SOURCE PASSAGE -
--------

To obtain a more detailed understanding on the difference between the optimal decisions in both models, we further find that the total quantities of both products in Model H are higher than in Model R; that is, $q_n^H+q_r^H>q_n^R+q_r^R$. Based on Propositions 1 and 2, we can conclude that although the manufacturer provides fewer quantities of new products in Model H than in Model R (see Proposition 1), the manufacturer will offer so many units of the remanufactured product that this can “compensate” for the quantity “loss” in new product sales. The manufacturer always has a higher incentive to provide more units of remanufactured products when the remanufacturing operations are untaken in-house.

5.2. Analysis on the Economic Performance

We are now in a position to analyze the first research questions posed at the beginning of this paper: Under the carbon cap-and-trade mechanism, should the manufacturer engage in the remanufacturing operations in-house or outsource them to an independent remanufacturer? Comparing the difference between the manufacturer’s profits in both models, we answer this question as follows:

Proposition 3.

Undertaking the remanufacturing operations in-house is always beneficial for the manufacturer,${\pi }_M^H>{\pi }_M^R$.

--------

INFORMATION GIVEN -
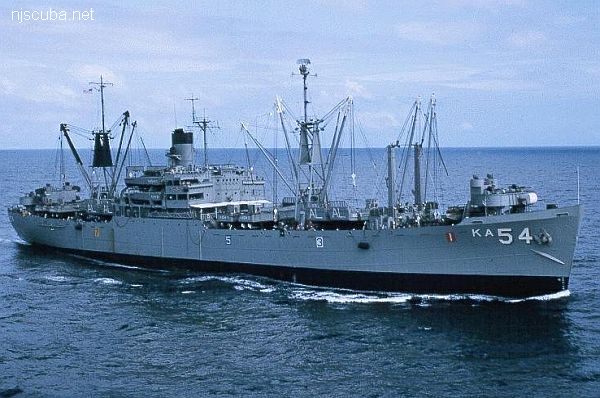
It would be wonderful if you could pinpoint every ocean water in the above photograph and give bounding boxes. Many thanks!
[0,148,600,397]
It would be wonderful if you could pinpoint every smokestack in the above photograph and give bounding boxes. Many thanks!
[167,129,194,167]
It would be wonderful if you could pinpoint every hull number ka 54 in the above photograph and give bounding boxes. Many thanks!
[471,227,534,245]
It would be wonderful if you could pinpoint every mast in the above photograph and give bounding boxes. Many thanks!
[185,94,218,167]
[386,141,400,216]
[90,75,113,133]
[414,142,423,205]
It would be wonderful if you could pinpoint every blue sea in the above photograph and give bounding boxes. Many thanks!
[0,148,600,397]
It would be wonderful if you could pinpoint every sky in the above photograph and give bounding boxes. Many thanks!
[0,0,600,149]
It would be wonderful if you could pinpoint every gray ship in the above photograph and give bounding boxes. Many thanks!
[8,59,582,297]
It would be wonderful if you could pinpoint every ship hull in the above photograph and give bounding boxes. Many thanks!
[9,206,581,297]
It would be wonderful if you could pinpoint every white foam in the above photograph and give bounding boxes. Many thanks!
[291,289,571,307]
[94,278,123,285]
[46,275,71,282]
[292,289,413,304]
[181,275,275,293]
[507,290,571,303]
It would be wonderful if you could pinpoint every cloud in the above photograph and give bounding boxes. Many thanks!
[346,80,372,99]
[360,111,400,128]
[71,64,122,85]
[460,122,473,131]
[508,31,547,48]
[395,22,482,45]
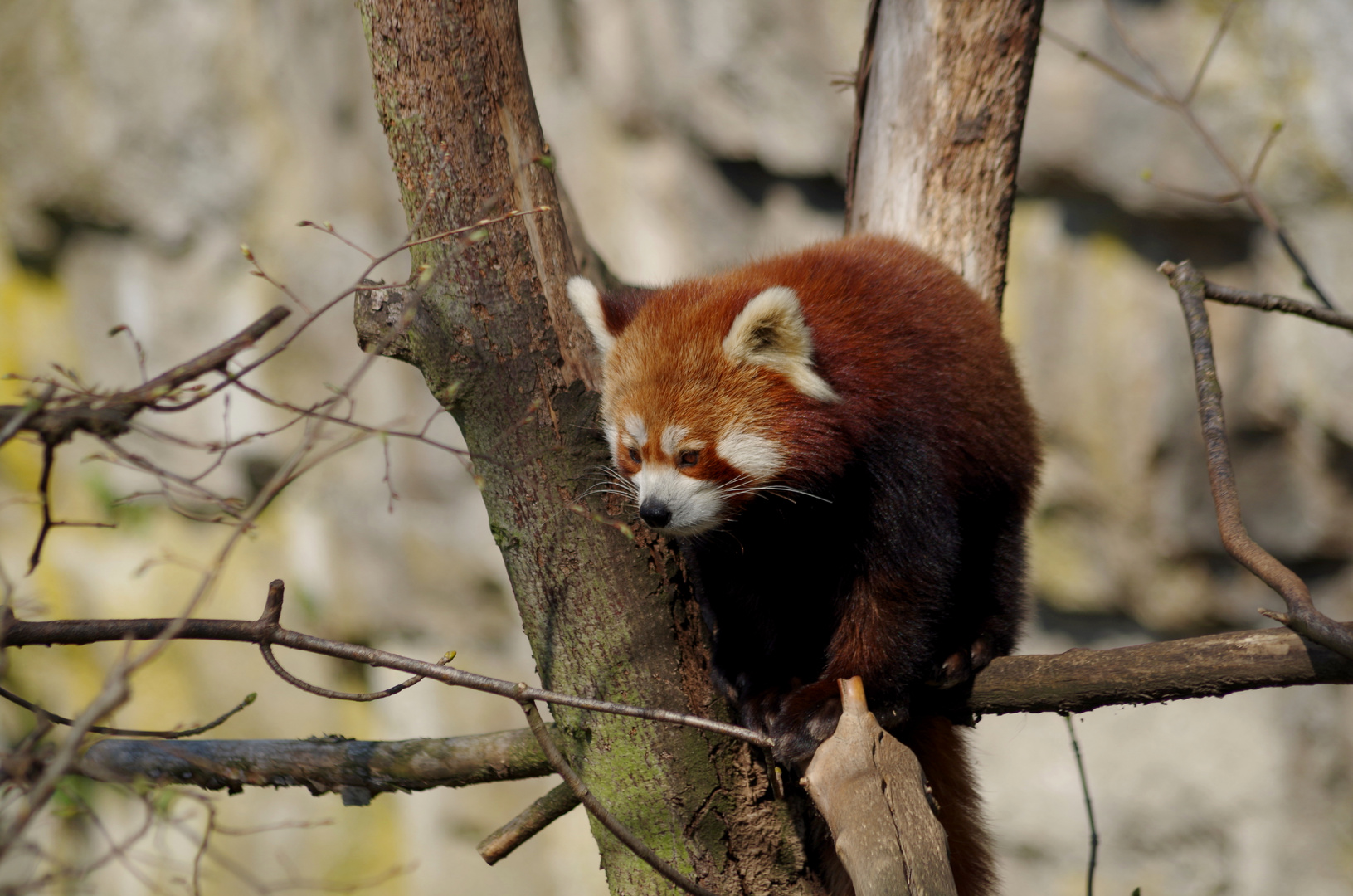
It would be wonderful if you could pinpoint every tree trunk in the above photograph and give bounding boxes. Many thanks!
[358,0,815,894]
[845,0,1044,307]
[358,0,1038,894]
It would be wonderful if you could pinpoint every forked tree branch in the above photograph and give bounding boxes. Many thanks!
[1161,261,1353,660]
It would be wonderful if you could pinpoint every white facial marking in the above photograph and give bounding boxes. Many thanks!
[662,425,690,457]
[621,414,648,448]
[635,465,724,534]
[567,277,616,358]
[714,428,785,482]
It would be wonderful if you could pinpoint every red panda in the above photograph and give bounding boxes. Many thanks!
[568,236,1039,896]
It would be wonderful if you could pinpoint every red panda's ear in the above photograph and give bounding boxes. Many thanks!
[724,285,840,402]
[568,276,652,360]
[568,276,616,360]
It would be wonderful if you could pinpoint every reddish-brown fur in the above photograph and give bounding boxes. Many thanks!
[586,236,1039,896]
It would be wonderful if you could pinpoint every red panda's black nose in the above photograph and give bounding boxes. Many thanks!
[639,498,673,529]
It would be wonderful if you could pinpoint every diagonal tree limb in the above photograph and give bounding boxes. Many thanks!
[1162,261,1353,660]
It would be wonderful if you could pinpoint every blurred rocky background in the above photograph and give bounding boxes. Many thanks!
[0,0,1353,896]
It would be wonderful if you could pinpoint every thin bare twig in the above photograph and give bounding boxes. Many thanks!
[0,688,259,740]
[1158,261,1353,330]
[1169,261,1353,660]
[1182,0,1241,103]
[1061,712,1098,896]
[0,579,772,747]
[518,704,716,896]
[1044,0,1334,310]
[259,643,456,703]
[0,383,57,446]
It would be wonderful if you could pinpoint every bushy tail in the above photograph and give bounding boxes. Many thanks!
[893,716,995,896]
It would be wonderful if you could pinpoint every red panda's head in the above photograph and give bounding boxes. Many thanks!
[568,277,838,534]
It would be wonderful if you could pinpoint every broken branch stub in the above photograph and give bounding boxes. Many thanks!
[804,677,956,896]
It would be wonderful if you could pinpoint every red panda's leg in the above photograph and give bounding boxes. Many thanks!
[893,716,995,896]
[767,579,933,766]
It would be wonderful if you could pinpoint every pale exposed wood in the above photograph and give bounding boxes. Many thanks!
[804,677,956,896]
[845,0,1042,306]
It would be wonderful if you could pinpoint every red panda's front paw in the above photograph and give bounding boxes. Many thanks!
[767,679,841,770]
[927,635,995,690]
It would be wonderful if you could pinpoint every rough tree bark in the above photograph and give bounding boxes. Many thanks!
[358,0,815,894]
[845,0,1044,307]
[358,0,1039,894]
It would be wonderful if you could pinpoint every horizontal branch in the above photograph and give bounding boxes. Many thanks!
[967,622,1353,716]
[0,579,772,747]
[10,616,1353,752]
[79,728,553,806]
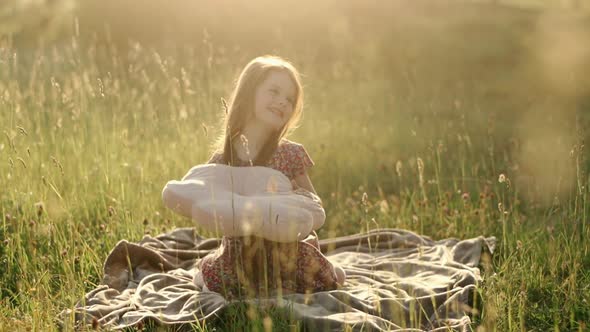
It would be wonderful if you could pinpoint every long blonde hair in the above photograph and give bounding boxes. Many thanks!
[216,55,303,166]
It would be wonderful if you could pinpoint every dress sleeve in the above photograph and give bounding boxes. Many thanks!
[207,152,223,164]
[290,144,314,179]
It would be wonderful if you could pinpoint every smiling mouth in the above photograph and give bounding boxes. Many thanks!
[270,108,283,119]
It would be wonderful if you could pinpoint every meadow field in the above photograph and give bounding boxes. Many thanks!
[0,0,590,331]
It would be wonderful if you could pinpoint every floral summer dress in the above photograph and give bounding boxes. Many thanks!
[200,139,337,298]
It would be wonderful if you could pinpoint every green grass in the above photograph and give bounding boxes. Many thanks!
[0,1,590,331]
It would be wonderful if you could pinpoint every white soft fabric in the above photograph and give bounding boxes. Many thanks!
[162,164,326,242]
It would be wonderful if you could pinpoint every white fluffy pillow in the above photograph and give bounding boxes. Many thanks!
[162,164,326,242]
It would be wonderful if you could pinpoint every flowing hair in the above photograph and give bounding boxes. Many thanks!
[216,55,303,166]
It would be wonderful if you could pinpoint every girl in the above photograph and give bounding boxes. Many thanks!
[197,56,345,297]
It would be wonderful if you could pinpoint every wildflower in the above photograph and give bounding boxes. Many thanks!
[395,160,402,178]
[361,192,369,206]
[34,202,45,217]
[92,317,99,330]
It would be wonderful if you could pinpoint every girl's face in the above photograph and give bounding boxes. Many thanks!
[254,70,297,130]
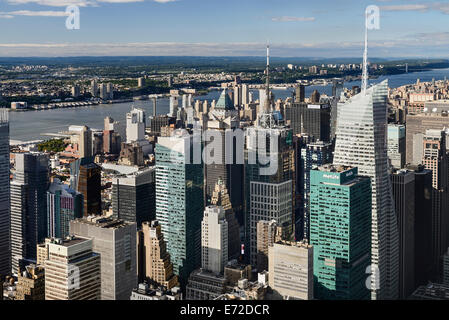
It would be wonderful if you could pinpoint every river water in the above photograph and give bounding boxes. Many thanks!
[10,69,449,141]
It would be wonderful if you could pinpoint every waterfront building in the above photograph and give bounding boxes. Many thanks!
[70,216,137,300]
[333,81,399,299]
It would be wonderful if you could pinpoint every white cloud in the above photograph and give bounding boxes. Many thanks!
[271,16,315,22]
[380,4,429,11]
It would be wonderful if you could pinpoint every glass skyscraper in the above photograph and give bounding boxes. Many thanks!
[0,109,11,275]
[334,80,399,299]
[156,135,204,286]
[310,166,371,300]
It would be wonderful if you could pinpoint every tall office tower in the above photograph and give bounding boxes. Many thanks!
[156,132,204,286]
[245,126,295,266]
[137,220,179,290]
[310,165,371,300]
[204,90,244,224]
[90,80,98,97]
[242,84,250,105]
[70,158,102,217]
[405,113,449,165]
[391,170,419,299]
[11,153,49,273]
[295,84,306,103]
[285,102,331,142]
[106,83,114,100]
[168,96,178,117]
[257,220,282,272]
[301,141,333,241]
[14,264,45,300]
[70,217,137,300]
[77,126,93,158]
[100,83,108,100]
[387,124,405,169]
[126,109,146,143]
[201,206,228,274]
[112,167,156,228]
[406,165,434,287]
[44,236,100,300]
[422,129,449,274]
[310,90,321,104]
[234,85,243,108]
[268,241,314,300]
[47,178,83,238]
[0,109,11,275]
[211,180,241,260]
[332,79,344,100]
[334,81,399,299]
[443,248,449,286]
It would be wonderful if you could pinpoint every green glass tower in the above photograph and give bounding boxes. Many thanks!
[310,165,371,300]
[156,136,204,286]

--------

REQUIRED TASKS -
(A) According to Proposition 3 in the remanufacturing passage, should the manufacturer undertake remanufacturing in-house or outsource it?
(B) Write a continuation of the remanufacturing passage, picking up after its final sentence.
The lines are not needed for what follows.

ANSWERS TO THE PROBLEMS -
(A) In-house, because undertaking the remanufacturing operations in-house is always beneficial for the manufacturer.

(B)
Undertaking remanufacturing operations in-house can allow the company to earn more because it does not necessarily share the profits with an independent remanufacturer [38]. Proposition 3 confirms this conventional wisdom. It should be noted that when remanufacturing is undertaken in-house, both new and remanufactured products are distributed by the manufacturer, providing the manufacturer with a monopolistic position to achieve price discrimination between both products and to obtain the monopoly profits. In addition, since the unit cost for remanufactured products is lower than that of making a new product, the marginal profits from selling remanufactured products is quite a profitable business. As such, we can observe that to obtain more profits from the remanufacturing, the manufacturer would provide fewer quantities of new products in Model H than in Model R. This strategy can not only lead to higher prices for new products, but it can also result in a larger potential market for remanufactured products.

On the other hand, when the remanufacturing operations are outsourced to an independent remanufacturer, the new products are offered by the manufacturer and the remanufactured ones are distributed by the independent remanufacturer. As such, outsourcing remanufacturing operations to an independent remanufacturer would create competition between the manufacturer and the remanufacturer and lead to a loss in the manufacturer’s profits.

We have answered the first question from the manufacturer’s perspective. We will now analyze which remanufacturing scenario (in-house or outsourcing) is better for the industry in terms of the economic benefits. Based on the outcomes in Table 3, we offer the following proposition:

Proposition 4.

Undertaking the remanufacturing operations in-house is always beneficial for the industry,${\pi }_T^H>{\pi }_T^R$.

Proposition 3 indicates that undertaking remanufacturing operations in-house can allow a company to earn more because it does not necessarily share the profits with the independent remanufacturer. However, Proposition 4 further reveals that the industry profits in Model R (equal to the profits of the manufacturer plus the profits of the remanufacturer) are lower than in Model H (equal to the profits of the manufacturer). Compared to undertaking remanufacturing in-house, outsourcing the operations to an independent remanufacturer not only hurts the manufacturer’s profits but may also be detrimental to the industry.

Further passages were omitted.